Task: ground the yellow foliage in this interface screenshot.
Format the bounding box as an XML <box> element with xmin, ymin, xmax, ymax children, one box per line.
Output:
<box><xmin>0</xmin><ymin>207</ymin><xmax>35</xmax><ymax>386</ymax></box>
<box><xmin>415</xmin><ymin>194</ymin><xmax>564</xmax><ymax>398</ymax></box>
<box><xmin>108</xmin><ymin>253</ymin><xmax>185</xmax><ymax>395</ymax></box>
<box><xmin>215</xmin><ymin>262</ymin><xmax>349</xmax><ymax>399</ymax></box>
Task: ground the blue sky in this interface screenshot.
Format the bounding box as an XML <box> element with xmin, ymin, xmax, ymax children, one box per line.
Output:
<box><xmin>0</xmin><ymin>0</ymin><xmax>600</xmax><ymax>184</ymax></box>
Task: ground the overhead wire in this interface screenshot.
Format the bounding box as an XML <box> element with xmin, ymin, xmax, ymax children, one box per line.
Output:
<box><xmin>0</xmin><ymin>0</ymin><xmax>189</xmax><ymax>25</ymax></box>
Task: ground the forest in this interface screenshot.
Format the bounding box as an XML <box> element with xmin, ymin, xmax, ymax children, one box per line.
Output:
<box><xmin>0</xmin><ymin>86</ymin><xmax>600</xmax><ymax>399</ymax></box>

----------------------------------------

# Objective:
List every line of the items above that contains the word "Task".

# Full output:
Task: ground the yellow foliage in this interface screenshot.
Task: ground the blue sky in this interface screenshot.
Task: ground the overhead wire in this interface screenshot.
Task: ground the forest in this interface screenshot.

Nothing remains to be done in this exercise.